## TASK INSTRUCTIONS
Write out again only the lines running from the one that contains "Objective — locate every instance of the bare" to the end of the records below, including both the first and the last.

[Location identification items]
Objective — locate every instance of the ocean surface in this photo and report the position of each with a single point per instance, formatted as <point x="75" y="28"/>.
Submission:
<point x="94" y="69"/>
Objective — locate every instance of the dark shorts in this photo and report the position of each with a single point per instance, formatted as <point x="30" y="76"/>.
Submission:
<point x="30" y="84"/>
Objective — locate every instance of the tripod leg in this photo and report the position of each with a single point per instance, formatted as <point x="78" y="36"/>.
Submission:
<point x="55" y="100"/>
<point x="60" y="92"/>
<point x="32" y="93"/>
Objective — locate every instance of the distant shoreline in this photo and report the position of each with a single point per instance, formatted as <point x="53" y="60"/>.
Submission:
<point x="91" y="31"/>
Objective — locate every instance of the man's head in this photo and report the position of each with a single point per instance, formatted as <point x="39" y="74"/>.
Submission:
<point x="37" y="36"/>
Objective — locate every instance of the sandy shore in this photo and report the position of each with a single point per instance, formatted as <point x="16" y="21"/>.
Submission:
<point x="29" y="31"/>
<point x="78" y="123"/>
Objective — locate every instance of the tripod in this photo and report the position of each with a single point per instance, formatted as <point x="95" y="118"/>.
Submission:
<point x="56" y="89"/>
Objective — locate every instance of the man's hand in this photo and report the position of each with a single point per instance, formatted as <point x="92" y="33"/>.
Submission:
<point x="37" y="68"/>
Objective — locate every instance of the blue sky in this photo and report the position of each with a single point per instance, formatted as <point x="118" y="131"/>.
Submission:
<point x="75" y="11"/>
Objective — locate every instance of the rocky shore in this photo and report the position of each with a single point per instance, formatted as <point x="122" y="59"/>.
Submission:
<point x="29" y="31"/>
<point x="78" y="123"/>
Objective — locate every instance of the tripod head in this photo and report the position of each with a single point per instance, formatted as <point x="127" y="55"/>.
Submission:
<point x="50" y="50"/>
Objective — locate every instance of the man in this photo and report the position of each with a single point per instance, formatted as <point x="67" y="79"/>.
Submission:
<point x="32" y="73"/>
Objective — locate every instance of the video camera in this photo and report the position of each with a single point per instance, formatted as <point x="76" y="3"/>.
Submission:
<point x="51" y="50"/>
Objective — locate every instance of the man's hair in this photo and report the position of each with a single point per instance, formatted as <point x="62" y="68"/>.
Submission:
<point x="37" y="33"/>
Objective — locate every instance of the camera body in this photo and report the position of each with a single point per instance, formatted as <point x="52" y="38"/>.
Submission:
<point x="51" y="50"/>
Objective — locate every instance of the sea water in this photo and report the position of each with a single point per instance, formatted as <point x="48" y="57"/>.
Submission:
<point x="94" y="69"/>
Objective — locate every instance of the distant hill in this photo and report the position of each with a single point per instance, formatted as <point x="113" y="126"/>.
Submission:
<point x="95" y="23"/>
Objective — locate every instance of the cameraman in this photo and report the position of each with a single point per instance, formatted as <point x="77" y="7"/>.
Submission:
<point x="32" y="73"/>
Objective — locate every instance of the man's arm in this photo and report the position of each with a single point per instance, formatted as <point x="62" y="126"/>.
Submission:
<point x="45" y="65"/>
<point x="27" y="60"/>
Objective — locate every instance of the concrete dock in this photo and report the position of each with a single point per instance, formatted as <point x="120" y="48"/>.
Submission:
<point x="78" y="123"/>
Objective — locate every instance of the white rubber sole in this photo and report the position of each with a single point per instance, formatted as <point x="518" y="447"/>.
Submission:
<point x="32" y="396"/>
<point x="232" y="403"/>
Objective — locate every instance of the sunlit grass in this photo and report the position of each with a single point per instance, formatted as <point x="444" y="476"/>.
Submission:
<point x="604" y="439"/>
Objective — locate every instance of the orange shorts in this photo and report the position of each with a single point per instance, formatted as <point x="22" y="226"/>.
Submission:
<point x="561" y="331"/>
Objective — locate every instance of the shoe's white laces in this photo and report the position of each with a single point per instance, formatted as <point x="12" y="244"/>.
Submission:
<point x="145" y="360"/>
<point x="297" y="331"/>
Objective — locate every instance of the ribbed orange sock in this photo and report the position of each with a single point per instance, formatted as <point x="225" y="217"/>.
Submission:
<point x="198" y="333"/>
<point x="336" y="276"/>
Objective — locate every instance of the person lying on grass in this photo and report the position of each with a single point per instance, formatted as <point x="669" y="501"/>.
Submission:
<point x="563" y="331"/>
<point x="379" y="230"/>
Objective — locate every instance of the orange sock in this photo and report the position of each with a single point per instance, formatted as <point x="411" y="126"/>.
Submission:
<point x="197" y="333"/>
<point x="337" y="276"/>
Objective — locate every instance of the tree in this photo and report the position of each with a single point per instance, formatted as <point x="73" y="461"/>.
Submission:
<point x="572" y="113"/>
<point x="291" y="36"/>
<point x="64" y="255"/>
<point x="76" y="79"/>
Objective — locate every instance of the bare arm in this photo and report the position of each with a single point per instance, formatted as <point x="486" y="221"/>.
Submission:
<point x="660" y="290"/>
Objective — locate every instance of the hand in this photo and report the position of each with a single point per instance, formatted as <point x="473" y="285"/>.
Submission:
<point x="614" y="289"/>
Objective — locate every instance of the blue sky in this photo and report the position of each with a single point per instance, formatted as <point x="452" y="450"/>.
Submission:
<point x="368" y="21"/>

## TASK SOLUTION
Objective — locate every instance of the bare arm in this photo and report the position of each with a single point per instance, formatted as <point x="486" y="221"/>.
Submission:
<point x="660" y="290"/>
Objective — locate every instance of the hand in this photo and report the position of each with a single point per instance, formatted as <point x="473" y="285"/>.
Submission:
<point x="614" y="289"/>
Objective — locate every instance of the blue sky in this photo and report the position of each with a single point per instance, formatted as <point x="452" y="450"/>.
Submission:
<point x="368" y="21"/>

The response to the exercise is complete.